> _Selected extract_
*****
On a GTX 1660 Super, expect 15–25% lower FPS in a four-player hunt compared to solo in the same area. This typically brings open-field FPS from 30–38 down to 22–28 in demanding multi-player encounters. The settings template above is calibrated for solo performance. If multiplayer is your primary use case, reduce Weather Quality and Monster Detail before joining hunts to build in headroom for the additional rendering load from other players in frame.
VRAM Overflow Stuttering: How to Diagnose It
VRAM overflow stuttering is distinct from standard low-FPS performance and requires a different fix. It presents as smooth-then-freeze behaviour — the game runs at your expected frame rate and then freezes for 1–3 seconds at irregular intervals, particularly when large new areas or multiple large monster models stream into view. The cause is VRAM saturation: when GPU memory fills beyond capacity, the engine moves texture data to system RAM, which has far lower bandwidth, causing a momentary freeze during the transfer rather than a consistently low frame rate.
Diagnose this using MSI Afterburner with the RivaTuner Statistics Server overlay enabled. Monitor the VRAM usage graph during a hunt. If VRAM usage hits the maximum of your card (4.0 GB on a 4 GB card, 6.0 GB on a 6 GB card) and remains maxed during stutter events, VRAM overflow is confirmed. The fix is reducing Texture Quality by one step — from Medium to Low, or from High to Medium — until peak VRAM usage sits below 80% of your card’s total capacity during normal field hunting.
*****
> _Source information_

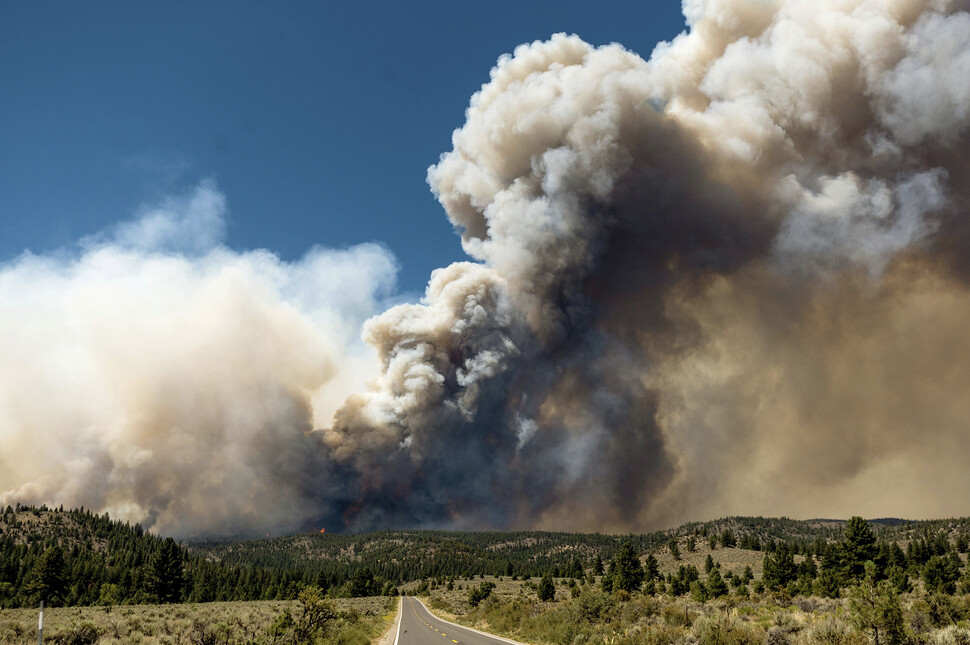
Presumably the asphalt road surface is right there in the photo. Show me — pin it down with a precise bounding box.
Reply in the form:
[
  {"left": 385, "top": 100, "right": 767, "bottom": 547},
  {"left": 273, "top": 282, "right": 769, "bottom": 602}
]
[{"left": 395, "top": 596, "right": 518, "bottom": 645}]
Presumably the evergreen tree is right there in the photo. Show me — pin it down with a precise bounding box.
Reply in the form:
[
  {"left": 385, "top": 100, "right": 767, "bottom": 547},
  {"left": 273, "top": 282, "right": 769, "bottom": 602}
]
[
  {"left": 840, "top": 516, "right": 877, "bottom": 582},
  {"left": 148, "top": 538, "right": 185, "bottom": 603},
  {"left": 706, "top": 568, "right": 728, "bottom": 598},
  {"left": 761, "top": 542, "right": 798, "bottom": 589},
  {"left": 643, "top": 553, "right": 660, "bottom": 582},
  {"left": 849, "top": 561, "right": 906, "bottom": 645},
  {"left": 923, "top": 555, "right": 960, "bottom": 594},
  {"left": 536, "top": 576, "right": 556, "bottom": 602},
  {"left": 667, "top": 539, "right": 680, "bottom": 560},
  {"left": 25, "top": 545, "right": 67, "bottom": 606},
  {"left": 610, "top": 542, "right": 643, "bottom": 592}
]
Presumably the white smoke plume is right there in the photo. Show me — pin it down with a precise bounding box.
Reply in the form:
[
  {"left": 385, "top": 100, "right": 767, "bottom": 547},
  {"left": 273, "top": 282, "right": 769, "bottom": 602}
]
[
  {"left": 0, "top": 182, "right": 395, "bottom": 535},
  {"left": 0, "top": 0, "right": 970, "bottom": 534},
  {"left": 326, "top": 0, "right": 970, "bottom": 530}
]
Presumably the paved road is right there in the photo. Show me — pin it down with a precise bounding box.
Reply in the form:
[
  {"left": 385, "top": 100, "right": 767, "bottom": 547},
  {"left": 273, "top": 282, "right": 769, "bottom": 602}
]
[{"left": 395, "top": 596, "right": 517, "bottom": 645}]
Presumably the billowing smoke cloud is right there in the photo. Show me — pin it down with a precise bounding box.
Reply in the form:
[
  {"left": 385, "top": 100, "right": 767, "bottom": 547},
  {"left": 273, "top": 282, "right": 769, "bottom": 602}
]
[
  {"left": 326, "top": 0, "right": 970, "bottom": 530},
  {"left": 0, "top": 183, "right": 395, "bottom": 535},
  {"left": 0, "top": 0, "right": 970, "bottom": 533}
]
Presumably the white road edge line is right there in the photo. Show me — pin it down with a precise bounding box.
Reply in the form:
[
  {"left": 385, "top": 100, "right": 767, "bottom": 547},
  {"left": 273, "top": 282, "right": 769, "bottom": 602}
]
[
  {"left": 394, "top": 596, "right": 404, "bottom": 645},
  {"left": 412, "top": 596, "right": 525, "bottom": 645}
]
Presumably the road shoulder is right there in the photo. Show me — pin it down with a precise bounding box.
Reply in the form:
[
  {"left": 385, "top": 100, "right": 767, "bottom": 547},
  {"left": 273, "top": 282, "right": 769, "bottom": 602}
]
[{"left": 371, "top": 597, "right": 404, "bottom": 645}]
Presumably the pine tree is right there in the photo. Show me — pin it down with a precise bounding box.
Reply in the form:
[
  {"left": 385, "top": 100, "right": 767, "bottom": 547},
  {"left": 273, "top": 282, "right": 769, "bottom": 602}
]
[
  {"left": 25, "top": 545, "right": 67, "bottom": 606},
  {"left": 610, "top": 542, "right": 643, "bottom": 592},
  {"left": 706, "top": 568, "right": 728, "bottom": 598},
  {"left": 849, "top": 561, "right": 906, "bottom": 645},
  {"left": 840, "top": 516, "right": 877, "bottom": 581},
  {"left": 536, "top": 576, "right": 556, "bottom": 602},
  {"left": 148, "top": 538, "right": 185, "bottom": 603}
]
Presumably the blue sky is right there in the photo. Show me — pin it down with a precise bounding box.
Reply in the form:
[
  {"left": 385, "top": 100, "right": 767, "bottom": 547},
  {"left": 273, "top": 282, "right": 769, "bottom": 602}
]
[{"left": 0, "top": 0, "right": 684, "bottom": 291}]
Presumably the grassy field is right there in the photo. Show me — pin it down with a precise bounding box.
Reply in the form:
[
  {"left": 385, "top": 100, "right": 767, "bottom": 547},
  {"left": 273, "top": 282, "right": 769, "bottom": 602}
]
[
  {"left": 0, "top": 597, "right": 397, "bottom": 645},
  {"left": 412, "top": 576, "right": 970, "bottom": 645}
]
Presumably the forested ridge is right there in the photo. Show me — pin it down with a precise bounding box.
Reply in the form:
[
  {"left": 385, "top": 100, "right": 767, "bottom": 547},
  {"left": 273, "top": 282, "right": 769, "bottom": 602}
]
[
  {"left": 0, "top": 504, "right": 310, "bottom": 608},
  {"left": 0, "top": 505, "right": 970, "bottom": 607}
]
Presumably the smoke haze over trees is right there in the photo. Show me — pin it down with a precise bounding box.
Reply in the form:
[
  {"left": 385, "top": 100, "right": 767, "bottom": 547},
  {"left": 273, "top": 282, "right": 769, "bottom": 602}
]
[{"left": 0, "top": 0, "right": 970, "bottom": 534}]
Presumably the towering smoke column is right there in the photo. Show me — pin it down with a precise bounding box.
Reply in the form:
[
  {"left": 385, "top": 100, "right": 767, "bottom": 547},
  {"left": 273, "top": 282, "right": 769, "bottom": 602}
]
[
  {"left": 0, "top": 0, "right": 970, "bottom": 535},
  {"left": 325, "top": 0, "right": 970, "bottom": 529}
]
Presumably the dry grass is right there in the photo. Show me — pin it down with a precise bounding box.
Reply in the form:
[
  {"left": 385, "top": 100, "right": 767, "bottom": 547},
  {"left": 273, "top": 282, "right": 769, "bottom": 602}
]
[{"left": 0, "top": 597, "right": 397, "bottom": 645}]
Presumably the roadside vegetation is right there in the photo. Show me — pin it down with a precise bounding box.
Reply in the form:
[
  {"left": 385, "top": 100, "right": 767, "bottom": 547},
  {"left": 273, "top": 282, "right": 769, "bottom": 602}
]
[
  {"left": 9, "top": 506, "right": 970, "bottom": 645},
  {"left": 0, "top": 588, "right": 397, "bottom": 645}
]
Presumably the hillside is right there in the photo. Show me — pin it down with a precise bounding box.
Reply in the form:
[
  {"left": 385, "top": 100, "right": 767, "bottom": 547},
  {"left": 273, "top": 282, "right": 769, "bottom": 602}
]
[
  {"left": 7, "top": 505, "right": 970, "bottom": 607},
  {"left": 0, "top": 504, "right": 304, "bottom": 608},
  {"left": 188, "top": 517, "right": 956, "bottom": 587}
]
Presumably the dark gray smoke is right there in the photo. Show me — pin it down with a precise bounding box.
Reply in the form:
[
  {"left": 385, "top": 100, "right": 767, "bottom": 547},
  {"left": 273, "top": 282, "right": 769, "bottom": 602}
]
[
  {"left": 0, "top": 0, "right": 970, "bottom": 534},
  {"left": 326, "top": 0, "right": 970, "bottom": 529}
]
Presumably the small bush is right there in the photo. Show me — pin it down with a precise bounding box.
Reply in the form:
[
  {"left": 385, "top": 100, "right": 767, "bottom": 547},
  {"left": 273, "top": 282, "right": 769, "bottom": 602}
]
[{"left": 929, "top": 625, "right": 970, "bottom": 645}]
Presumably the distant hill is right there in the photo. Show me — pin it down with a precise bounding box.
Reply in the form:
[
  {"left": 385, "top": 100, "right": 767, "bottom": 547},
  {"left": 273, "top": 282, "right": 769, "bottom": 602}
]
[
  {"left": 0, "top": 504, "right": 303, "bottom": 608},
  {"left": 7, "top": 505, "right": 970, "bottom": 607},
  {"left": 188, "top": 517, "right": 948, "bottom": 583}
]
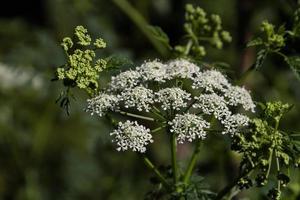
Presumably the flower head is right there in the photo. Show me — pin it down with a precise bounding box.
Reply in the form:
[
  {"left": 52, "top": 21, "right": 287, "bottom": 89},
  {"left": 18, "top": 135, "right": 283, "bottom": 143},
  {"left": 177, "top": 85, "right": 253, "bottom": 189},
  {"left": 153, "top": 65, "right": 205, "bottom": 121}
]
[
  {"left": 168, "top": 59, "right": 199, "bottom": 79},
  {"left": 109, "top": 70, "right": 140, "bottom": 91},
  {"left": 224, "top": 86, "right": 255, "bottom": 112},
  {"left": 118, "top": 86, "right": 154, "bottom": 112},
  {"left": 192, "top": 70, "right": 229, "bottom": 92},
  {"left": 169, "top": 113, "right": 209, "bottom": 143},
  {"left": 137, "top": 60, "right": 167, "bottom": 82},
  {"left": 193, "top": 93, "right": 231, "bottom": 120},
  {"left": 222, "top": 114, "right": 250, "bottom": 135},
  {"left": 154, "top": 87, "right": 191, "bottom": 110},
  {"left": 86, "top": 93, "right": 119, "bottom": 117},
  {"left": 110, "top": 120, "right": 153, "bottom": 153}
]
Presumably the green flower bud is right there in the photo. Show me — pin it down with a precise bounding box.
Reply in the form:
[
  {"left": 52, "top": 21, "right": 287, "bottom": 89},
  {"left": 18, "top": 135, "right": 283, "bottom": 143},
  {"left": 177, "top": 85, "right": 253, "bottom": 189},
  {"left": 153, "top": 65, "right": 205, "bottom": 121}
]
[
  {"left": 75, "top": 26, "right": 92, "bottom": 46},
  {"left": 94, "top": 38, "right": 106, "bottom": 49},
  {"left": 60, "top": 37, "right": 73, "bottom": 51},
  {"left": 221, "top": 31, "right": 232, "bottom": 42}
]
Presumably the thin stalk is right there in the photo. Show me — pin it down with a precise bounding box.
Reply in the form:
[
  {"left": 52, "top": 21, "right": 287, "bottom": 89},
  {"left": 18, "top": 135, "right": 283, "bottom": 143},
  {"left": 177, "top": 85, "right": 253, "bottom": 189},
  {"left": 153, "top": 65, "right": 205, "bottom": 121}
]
*****
> _Work instruction 1_
Extract the part of the passage on game performance from "VRAM Overflow Stuttering: How" up to and including "low frame rate.".
> _Work instruction 2_
Extend the passage on game performance and VRAM stuttering by continuing after its final sentence.
The lines that come after the passage on game performance are separate material and are not part of it.

> _Expected output 1_
VRAM Overflow Stuttering: How to Diagnose It
VRAM overflow stuttering is distinct from standard low-FPS performance and requires a different fix. It presents as smooth-then-freeze behaviour — the game runs at your expected frame rate and then freezes for 1–3 seconds at irregular intervals, particularly when large new areas or multiple large monster models stream into view. The cause is VRAM saturation: when GPU memory fills beyond capacity, the engine moves texture data to system RAM, which has far lower bandwidth, causing a momentary freeze during the transfer rather than a consistently low frame rate.

> _Expected output 2_
Realistic Expectations and the Upgrade Path
Monster Hunter Wilds at Low–Medium settings on a GTX 1660 Super is a genuinely enjoyable experience. The game’s art direction — monster designs, animation quality, environmental scale — holds up well even with simplified weather and reduced shadows. Hunts are fluid and readable at 30–38 FPS in most conditions, and the moments where performance dips below 30 FPS — full sandstorms, multi-monster ambushes in confined areas, four-player hunts — are short enough to tolerate within an otherwise playable session. Wilds is worth playing at this tier.
If you are targeting a hardware upgrade specifically for Wilds, the RTX 3060 12 GB is the practical recommendation. Its 12 GB VRAM eliminates texture streaming concerns entirely, DLSS support provides significantly better upscaling image quality than FSR at this price tier, and its rasterisation performance runs Wilds at Medium–High settings with DLSS Quality at 50–65 FPS in most conditions. The RTX 3060 Ti and RX 6700 XT are comparable alternatives in the same price bracket, though both have less VRAM than the RTX 3060 12 GB — a meaningful consideration for this title specifically.
Frequently Asked Questions
Can a GTX 1060 run Monster Hunter Wilds?
Yes, but performance sits below 30 FPS in demanding scenarios. The GTX 1060 6 GB is below Capcom’s official minimum spec (GTX 1660 Super) and will reach 22–28 FPS in open field areas with everything at Low and FSR Quality enabled. During weather events and multi-monster encounters, expect 18–22 FPS. The game is technically functional at this tier but the experience is inconsistent rather than smooth. The GTX 1060 3 GB is not recommended — its 3 GB VRAM causes constant overflow stuttering even at the lowest texture setting.
What are the minimum specs for Monster Hunter Wilds?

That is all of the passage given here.